§ **Selected excerpt**
_ _ _ _ _
In each of its three generations, Prius has delivered an average reduction of 10 per cent in its CO2 emissions. Toyota’s challenge is to continue to improve at this rate.

The next Prius will feature improved batteries with higher energy density, which means greater energy storage capacity within a smaller unit. Toyota, already a leader in advanced battery technology, has stepped up its research, development and production capacity for both nickel metal-hydride and lithium-ion, and will use each technology where appropriate in it expanding focus on vehicle electrification. It has also ramped up development of new battery technologies such as solid state and lithium-air, and devoted resources to chemistries beyond lithium, such as magnesium and other low-valence materials.

The next Prius will use smaller electric motors, but with a higher power density. The motors in the current model have four times the power density of those used by the original Prius back in 1999, and the improvement will be higher still in the next generation car.

The thermal efficiency of the petrol engine will improve, too, from 38.5 per cent currently to a world-best of more than 40 per cent.

The next Prius will be constructed according to the Toyota New Global Architecture, bringing a lower centre of gravity and greater structural rigidity, contributing to greatly improved driving dynamics.

A focus on raising aerodynamic performance will deliver an all-new exterior styling, with a larger interior and refinements in design, layout and ease of use.

The next generation Prius Plug-in is being developed in parallel with the standard Prius model. Toyota has learned from current Prius Plug-in customers that they would like a greater all-electric driving range and a more convenient charging solution. In response, Toyota is working on a new wireless/inductive charging system that produces resonance between an on-floor coil and an on-board coil to transmit power to the battery – simply put, this provides charging without the fuss of connecting a cable. Verification work on this system will be carried out in Japan, the USA and Europe during 2014.
_ _ _ _ _
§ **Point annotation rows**
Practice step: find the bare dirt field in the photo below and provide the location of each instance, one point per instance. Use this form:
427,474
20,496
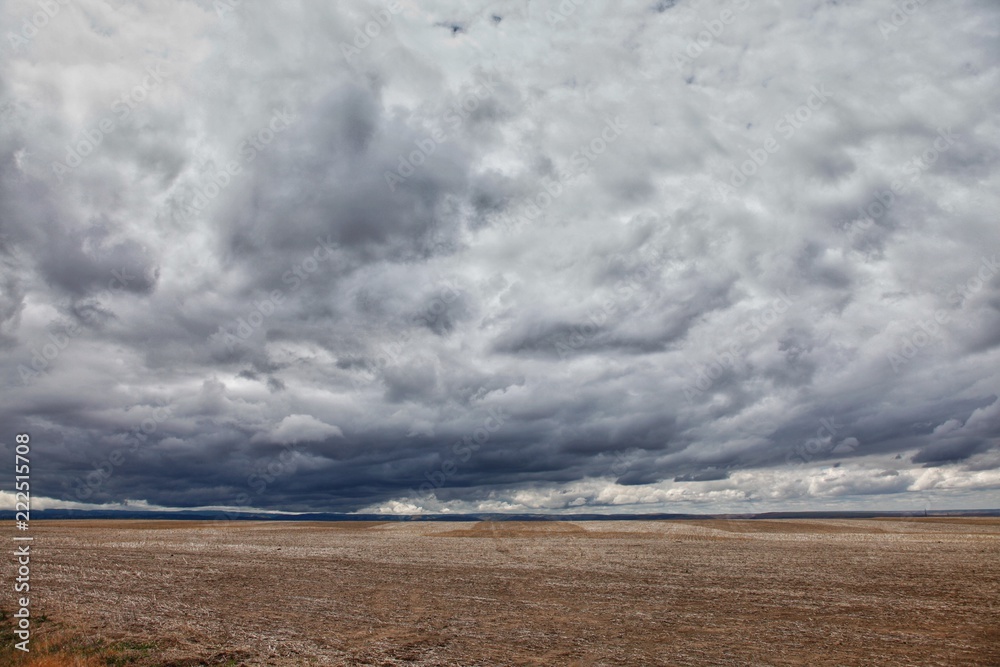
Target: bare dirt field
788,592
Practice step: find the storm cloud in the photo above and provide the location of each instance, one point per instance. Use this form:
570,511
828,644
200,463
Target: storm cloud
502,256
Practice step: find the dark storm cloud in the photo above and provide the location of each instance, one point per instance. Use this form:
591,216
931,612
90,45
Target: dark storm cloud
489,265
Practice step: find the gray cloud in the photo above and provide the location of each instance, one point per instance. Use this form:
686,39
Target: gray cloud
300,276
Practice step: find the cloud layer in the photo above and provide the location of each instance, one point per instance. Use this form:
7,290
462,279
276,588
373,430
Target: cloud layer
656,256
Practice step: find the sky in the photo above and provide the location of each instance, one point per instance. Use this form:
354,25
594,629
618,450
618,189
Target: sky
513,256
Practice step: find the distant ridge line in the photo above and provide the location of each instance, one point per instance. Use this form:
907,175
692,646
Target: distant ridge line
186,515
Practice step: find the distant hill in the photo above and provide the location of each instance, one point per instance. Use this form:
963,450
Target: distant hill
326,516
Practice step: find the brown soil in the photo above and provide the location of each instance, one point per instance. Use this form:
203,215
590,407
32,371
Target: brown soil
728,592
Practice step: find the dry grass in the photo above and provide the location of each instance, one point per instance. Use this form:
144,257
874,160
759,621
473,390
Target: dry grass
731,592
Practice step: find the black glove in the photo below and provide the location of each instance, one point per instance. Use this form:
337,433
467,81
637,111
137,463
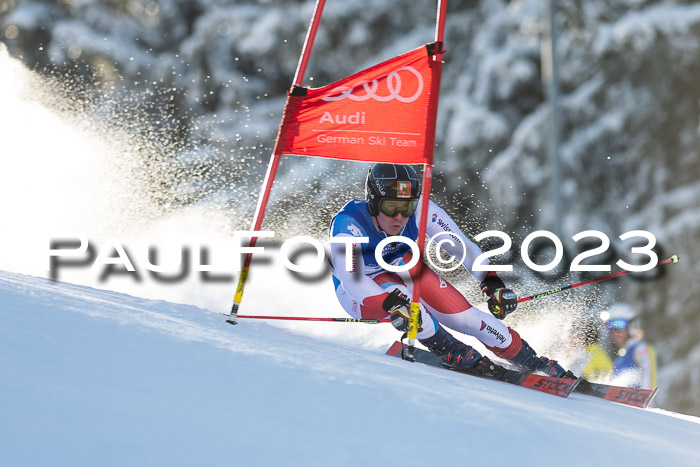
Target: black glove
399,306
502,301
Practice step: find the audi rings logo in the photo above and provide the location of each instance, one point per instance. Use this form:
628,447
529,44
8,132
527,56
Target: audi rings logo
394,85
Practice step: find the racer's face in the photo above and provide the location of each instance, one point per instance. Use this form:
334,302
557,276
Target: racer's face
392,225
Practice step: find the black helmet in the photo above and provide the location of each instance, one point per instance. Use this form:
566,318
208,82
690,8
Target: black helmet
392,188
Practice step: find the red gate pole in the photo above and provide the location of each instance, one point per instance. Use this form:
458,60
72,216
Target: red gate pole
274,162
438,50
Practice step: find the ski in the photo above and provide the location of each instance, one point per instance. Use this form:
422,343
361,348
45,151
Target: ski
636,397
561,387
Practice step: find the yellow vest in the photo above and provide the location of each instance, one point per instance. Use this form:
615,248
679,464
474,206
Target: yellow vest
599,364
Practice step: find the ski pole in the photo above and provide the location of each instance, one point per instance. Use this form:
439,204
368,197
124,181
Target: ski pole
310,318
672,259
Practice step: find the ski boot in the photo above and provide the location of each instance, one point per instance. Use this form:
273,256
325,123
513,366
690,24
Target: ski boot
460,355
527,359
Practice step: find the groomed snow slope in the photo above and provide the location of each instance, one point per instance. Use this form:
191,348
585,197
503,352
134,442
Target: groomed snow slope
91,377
_ _ _ _ _
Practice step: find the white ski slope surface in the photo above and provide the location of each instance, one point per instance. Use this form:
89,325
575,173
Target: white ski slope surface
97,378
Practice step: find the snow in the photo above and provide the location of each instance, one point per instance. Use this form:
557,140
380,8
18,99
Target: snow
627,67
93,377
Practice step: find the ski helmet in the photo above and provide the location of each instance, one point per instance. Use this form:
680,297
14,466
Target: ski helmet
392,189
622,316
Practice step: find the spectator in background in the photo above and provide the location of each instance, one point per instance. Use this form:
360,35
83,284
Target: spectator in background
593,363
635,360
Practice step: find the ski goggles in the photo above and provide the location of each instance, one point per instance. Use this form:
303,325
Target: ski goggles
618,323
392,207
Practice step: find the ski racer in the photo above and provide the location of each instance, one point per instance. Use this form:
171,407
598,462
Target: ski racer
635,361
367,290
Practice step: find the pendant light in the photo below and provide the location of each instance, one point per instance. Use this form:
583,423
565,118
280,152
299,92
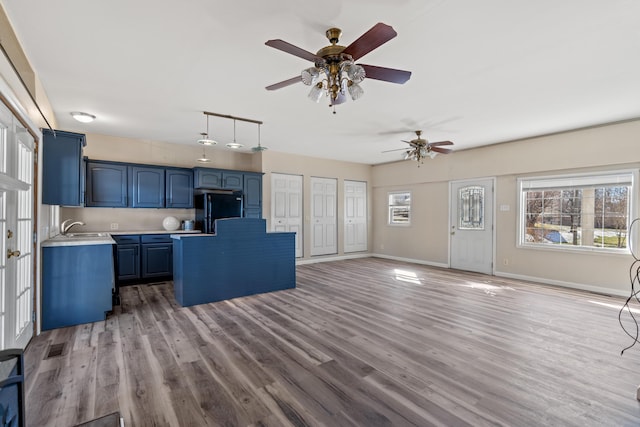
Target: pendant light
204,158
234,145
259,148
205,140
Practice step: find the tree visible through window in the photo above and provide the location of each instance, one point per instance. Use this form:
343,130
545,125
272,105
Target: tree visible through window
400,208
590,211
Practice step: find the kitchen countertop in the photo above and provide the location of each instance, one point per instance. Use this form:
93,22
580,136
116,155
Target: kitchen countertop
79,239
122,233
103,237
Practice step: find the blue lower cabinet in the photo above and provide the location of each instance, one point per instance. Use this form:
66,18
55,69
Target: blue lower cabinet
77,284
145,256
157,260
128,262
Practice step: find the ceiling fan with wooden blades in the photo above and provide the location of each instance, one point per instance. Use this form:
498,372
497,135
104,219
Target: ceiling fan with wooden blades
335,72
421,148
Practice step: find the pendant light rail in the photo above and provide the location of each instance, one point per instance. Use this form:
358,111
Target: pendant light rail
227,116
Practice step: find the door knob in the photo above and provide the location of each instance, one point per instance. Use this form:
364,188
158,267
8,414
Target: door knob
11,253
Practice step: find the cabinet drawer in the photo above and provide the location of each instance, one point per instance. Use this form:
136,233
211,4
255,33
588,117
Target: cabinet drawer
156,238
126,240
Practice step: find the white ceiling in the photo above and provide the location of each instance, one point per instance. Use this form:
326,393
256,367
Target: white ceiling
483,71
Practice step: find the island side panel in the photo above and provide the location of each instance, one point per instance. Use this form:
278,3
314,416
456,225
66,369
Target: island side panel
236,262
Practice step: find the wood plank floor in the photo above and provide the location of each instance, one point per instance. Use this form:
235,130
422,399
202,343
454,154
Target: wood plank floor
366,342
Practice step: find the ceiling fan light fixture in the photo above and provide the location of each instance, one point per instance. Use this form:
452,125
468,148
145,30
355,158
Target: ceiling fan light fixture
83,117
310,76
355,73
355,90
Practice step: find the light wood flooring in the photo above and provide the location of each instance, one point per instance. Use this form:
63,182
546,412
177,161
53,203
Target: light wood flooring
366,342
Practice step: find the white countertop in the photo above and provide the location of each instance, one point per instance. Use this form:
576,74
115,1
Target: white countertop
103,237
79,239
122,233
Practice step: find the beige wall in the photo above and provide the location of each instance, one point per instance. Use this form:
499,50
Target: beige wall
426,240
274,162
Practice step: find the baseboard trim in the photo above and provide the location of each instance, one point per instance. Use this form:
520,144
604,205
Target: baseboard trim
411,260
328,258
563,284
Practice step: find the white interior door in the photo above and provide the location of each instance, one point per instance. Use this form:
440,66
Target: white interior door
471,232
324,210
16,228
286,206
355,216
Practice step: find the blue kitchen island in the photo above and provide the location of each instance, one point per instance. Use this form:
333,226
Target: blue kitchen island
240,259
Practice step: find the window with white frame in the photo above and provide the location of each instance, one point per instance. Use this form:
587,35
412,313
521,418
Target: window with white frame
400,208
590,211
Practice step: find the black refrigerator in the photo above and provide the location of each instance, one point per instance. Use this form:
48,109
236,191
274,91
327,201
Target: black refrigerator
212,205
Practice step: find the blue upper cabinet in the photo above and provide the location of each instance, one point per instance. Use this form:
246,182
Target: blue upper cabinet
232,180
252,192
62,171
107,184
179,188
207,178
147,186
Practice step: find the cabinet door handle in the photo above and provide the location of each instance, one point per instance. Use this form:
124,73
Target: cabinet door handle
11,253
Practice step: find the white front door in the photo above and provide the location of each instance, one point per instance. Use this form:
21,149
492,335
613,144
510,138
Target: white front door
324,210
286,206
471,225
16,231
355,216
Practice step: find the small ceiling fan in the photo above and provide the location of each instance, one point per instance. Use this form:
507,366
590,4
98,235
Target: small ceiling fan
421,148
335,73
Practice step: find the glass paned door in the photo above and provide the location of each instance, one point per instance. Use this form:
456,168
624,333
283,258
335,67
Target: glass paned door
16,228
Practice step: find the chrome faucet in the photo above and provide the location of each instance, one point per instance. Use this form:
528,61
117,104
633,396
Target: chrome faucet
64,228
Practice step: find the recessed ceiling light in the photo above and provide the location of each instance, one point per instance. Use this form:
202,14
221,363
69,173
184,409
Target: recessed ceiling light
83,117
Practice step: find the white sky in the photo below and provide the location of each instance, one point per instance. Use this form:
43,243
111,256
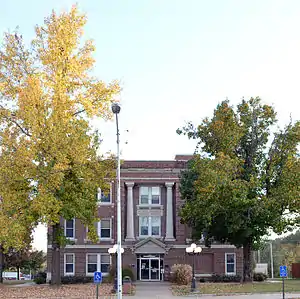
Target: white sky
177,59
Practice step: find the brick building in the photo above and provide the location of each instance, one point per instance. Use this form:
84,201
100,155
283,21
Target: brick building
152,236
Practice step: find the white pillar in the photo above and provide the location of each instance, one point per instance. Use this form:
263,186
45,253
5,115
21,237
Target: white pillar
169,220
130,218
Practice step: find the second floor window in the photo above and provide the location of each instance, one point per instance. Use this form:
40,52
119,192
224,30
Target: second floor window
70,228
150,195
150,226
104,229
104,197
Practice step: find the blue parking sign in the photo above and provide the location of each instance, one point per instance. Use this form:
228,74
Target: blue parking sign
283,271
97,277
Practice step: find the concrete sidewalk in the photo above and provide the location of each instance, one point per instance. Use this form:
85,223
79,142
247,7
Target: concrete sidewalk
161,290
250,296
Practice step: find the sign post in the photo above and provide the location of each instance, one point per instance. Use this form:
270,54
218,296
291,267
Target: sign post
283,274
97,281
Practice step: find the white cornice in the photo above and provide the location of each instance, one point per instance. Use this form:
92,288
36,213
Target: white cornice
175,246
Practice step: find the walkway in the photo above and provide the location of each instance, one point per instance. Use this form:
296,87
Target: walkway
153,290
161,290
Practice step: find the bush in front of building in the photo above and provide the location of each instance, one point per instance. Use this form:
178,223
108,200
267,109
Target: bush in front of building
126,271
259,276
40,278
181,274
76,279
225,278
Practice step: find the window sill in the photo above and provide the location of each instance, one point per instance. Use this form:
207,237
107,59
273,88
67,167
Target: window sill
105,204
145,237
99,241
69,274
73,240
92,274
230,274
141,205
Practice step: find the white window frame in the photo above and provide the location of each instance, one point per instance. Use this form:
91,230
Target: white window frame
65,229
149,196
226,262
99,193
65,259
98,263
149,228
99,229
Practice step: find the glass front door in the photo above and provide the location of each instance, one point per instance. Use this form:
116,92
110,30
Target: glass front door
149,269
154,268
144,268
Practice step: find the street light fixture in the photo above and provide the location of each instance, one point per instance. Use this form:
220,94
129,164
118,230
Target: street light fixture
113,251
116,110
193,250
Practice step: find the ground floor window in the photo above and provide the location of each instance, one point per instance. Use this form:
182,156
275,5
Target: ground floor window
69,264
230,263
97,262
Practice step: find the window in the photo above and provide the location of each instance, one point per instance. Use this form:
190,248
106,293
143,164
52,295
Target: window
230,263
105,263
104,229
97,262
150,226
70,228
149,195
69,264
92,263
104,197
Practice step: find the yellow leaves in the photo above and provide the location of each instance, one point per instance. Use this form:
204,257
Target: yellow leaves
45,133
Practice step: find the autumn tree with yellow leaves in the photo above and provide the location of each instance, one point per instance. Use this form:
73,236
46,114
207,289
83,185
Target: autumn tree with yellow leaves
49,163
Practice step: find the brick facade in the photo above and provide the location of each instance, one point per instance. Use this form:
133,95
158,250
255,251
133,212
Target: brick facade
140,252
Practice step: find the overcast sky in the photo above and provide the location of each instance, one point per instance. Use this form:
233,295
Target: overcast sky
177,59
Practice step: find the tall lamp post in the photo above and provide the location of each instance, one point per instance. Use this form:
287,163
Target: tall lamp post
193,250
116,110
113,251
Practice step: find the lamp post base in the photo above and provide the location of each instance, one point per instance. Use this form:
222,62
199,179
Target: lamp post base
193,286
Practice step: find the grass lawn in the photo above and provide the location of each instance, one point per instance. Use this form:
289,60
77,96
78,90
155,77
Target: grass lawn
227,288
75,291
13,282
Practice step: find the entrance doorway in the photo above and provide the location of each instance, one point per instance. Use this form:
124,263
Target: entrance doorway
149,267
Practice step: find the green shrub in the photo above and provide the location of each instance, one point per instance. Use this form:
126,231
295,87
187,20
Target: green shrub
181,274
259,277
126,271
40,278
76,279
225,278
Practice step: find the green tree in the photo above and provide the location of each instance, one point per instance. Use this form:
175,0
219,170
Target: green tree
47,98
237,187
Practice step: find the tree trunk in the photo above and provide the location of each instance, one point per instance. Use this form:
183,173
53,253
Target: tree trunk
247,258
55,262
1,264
_ _ _ _ _
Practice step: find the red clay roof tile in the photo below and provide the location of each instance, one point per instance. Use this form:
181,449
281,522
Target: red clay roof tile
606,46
_ _ _ _ _
§ **Requirements**
A. In the text about the next Prius, what thermal efficiency is the petrol engine expected to reach?
B. Output the passage from the Prius text that begins at the words "The next Prius will use" and stops after "improved driving dynamics.".
C. Go on with the text about the next Prius from the point where it ends.
The rows are not needed for this work.

§ **Task-by-task outputs**
A. More than 40 percent, which would be a world best.

B.
The next Prius will use smaller electric motors, but with a higher power density. The motors in the current model have four times the power density of those used by the original Prius back in 1999, and the improvement will be higher still in the next generation car.

The thermal efficiency of the petrol engine will improve, too, from 38.5 per cent currently to a world-best of more than 40 per cent.

The next Prius will be constructed according to the Toyota New Global Architecture, bringing a lower centre of gravity and greater structural rigidity, contributing to greatly improved driving dynamics.

C.
Good to Know

  • More than three million Prius sold worldwide – the world’s most successful hybrid
  • First generation – 120,000 units sold, second generation – 1.2 million, third generation – more than 1.7 million to date
  • In three generations, powertrain cost reduced by two-thirds, output up by 30 per cent, fuel consumption down by 25 per cent, CO2 emissions down to 89g/km
  • 1,261 patents applied for relating to the third generation Prius

Prius, the world’s first mass-produced full hybrid passenger vehicle is by far and away the most successful hybrid vehicle in production, having already accounted for more than three million of Toyota Motor Corporation’s 5.5 million global HV sales (up to the end of July 2103).

Initial sales aspirations for Prius were modest, with plans to sell 300 vehicles a month. But such was the interest shown by customers in both Japan and the rest of the world even before the new car reached showrooms, that figure was quickly increased, first to 1,000, then 2,000 units a month.

The first generation model was launched in Japan in 1997, reaching Europe and the USA slightly later. Just 120,000 were sold worldwide, but market acceptance grew rapidly, leading to the second generation model (introduced in 2003) amassing 1.2 million units. The current, third generation Prius, now in the middle years of its life cycle, has already sold more than 1,680,000 units.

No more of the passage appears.